### BLOC DE TEXTE
Le Journal de Michel Perdrial
Le Journal de Michel Perdrial



Loïc Boyer
Je suis l’auteur de textes courts qui furent publiés depuis mil neuf cent quatre-vingt-quinze dans des revues littéraires en France (Supérieur Inconnu, Supplément d’Ame, Nouvelle Donne, Le Bord de l’Eau, Pris de Peur, l’Art du Bref, Sol’Air, Gros Textes, Salmigondis, Verso, Décharge, Bulle, Filigranes, Diérèse, Martobre, Comme ça et Autrement, (Cahier d’) Ecritures, La Nef des Fous), en Belgique (Traversées, Ecrits Vains, L’Arbre à Plumes, Inédit Nouveau, Bleu d’Encre), au Canada (Les Saisons Littéraires) et en Italie (Les Cahiers du Ru).
Les courageuses Editions du Chardon ont publié en mil neuf cent quatre-vingt-dix-neuf Erotica, un recueil de vingt-huit de ces textes, illustré par Isabelle Pio et Antoine Lopez et préfacé par Sarane Alexandrian, toujours disponible auprès de moi.
Je suis également l’auteur d’une pièce de théâtre et de plusieurs romans ou récits à ce jour inédits.
Depuis le onze novembre deux mille six, je publie mon Journal via Internet, un temps sous-titré Persiflages, moquages et autres énervages mâtinés de complimentages et de contentages. Sa première partie est lisible chez Eklablog, la deuxième ici.
Je vis au centre de Rouen dans un ancien monastère où autrefois les Sœurs de la Miséricorde se vouaient à l’éducation des jeunes filles.

### CONSIGNE
Dressez la liste des revues belges où, selon la notice biographique ci-dessus, ses textes courts ont été publiés.

(Contours de zones étiquetées)
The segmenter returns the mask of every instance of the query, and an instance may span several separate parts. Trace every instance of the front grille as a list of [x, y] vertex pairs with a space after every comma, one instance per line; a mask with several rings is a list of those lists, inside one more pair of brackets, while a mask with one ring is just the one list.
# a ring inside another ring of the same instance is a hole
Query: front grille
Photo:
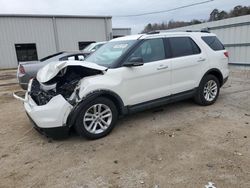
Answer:
[[52, 90], [42, 90], [37, 79], [33, 80], [29, 94], [38, 106], [47, 104], [50, 99], [52, 99], [56, 95], [56, 93]]

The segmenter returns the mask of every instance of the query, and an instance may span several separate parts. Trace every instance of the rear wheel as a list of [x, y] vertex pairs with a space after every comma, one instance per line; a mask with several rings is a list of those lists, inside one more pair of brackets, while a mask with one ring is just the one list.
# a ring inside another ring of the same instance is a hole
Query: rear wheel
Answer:
[[220, 92], [220, 84], [214, 75], [205, 76], [199, 85], [198, 91], [194, 97], [195, 102], [207, 106], [215, 103]]
[[76, 131], [88, 139], [98, 139], [108, 135], [117, 121], [115, 104], [103, 97], [83, 105], [76, 120]]

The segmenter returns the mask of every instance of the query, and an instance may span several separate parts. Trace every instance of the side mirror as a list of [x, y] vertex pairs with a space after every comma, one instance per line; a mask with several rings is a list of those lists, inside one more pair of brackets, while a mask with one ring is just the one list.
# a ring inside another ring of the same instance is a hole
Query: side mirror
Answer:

### CORRIGÉ
Traversées, Ecrits Vains, L’Arbre à Plumes, Inédit Nouveau, Bleu d’Encre